= SELECTED EXTRACT =
Forget the hyperbole about church steeples, the ballot language lawsuits or the conflicting claims swirling about Chula Vista's proposed height limit.
Proposition E on the June ballot would do two things:
1) It would give a haircut to allowable heights on Third Avenue, Chula Vista's downtown during simpler times.
2) It would lock into place the general plan-recommended heights for the rest of the city, allowing exceptions only after a public vote. Whether taxpayers or developers would pay the election costs is not specified.
If seven parcels on Third Avenue were the only issue, the initiative would be innocuous enough. The Third Avenue business district is dying, no one is known to have any serious plans to build there (high rise or otherwise), and this would be a padlock on the front gate.
The initiative's real damage would be to the rest of Chula Vista. Proposition E would be a ball and chain on progress in a city striving to shake off bedroom status and become a commercial and employment center in its own right. No one has really built high rise in the city during the last quarter-century, so why the fear of a stampede now with the real estate industry on life support?
Some aspects of the future can be anticipated.
Chula Vista has two hospitals that eventually will need high-rise patient towers and senior-related facilities to survive. Money-losing Scripps Mercy Chula Vista has no current plans to expand. Sharp Chula Vista is only in the early stages on a 120-foot-tall project. Both institutions oppose Proposition E.
Chula Vista has an economic engine called the county courthouse. Chula Vista can foolishly discourage expansion and continue to see cases transferred elsewhere, or it can support enlargement, generating revenues and keeping trials close to home. Sure, in the governmental hierarchy, the county trumps the city and could ignore the height limit. But courthouses need ample office space nearby for attorneys and support personnel. That would be much more difficult with an 84-foot height limit in place.
The university campus apparently would be exempted. But what about high-rise student housing nearby? Or, would Chula Vistans rather tempt fate and possible mini-dorms?

= REQUIREMENT =
Continue the piece on Chula Vista's Proposition E height limit, starting right after its last sentence. The items that come next aren't needed for anything here.

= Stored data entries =
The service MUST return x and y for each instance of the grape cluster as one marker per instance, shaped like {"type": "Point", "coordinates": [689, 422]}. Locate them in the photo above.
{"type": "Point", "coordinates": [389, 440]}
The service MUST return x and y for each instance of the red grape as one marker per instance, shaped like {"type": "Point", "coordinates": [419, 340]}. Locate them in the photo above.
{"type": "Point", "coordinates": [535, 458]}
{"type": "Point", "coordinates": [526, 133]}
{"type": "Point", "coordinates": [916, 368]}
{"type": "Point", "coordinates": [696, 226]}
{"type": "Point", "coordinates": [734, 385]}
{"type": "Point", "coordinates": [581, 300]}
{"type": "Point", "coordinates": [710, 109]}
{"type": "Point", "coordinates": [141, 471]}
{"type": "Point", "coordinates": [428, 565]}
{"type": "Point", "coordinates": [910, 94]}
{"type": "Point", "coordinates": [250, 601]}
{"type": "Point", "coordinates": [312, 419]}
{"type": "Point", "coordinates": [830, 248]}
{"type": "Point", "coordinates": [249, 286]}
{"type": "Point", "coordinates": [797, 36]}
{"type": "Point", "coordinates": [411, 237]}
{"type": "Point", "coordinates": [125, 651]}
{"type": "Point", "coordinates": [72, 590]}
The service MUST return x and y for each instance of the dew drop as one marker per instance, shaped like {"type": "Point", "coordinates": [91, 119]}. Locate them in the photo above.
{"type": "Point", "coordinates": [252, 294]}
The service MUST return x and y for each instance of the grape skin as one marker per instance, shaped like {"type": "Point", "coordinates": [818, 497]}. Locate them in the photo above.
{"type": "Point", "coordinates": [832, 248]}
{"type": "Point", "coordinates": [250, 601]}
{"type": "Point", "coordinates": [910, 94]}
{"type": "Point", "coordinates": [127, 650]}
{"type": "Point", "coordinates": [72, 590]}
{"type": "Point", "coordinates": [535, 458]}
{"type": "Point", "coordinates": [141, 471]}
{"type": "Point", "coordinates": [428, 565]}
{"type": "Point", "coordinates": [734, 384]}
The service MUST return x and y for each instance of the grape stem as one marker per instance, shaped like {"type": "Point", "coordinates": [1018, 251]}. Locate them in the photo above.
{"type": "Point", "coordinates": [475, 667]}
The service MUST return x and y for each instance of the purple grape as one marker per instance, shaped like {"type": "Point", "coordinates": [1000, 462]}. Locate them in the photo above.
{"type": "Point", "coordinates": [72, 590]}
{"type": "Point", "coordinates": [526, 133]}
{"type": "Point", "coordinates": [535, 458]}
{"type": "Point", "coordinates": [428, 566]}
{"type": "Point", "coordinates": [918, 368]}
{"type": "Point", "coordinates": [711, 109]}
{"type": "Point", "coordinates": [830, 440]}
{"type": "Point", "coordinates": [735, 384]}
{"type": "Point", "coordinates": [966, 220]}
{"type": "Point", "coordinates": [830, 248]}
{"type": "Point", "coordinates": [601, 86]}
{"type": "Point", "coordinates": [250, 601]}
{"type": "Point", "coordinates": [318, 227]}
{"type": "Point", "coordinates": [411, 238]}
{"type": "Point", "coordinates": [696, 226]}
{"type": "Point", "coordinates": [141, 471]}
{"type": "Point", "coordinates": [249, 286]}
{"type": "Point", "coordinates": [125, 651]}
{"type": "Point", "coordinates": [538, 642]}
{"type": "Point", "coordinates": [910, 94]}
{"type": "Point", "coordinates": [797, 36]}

= WRITTEN RESPONSE =
There are two Chula Vistas today, the burgeoning east side with a median household income around $72,000. Then there is the west side, median income around $38,000 with one household in 10 at or below the poverty line.
Chula Vista's downtown of the future will be the Eastern Urban Core. If the west side ever wants to rebound, if it ever wants to have jobs, thriving restaurants and a more upscale level of retail in the neighborhood, there must be certainty and change. Risk-taking retailers and developers need to know what the rules are, not roll the dice on winning public approval in an election. They also need a more affluent and denser customer base.
Proposition E could have an unintended consequence, torpedoing sound planning principles. If a public election is required in any event, a developer proposing a high-rise project may choose to pursue a ballot measure before dealing with the regulatory process. A developer armed with a resounding public vote of approval can easily say no to a professional planner, planning commissioner or City Council member seeking to tweak some objectionable feature.
This initiative is ballot box planning at its worst. It would straitjacket Chula Vista from adapting as market forces change. It would require expensive elections and would yank the welcome mat away from future commerce and jobs.
We recommend a No vote on Proposition E.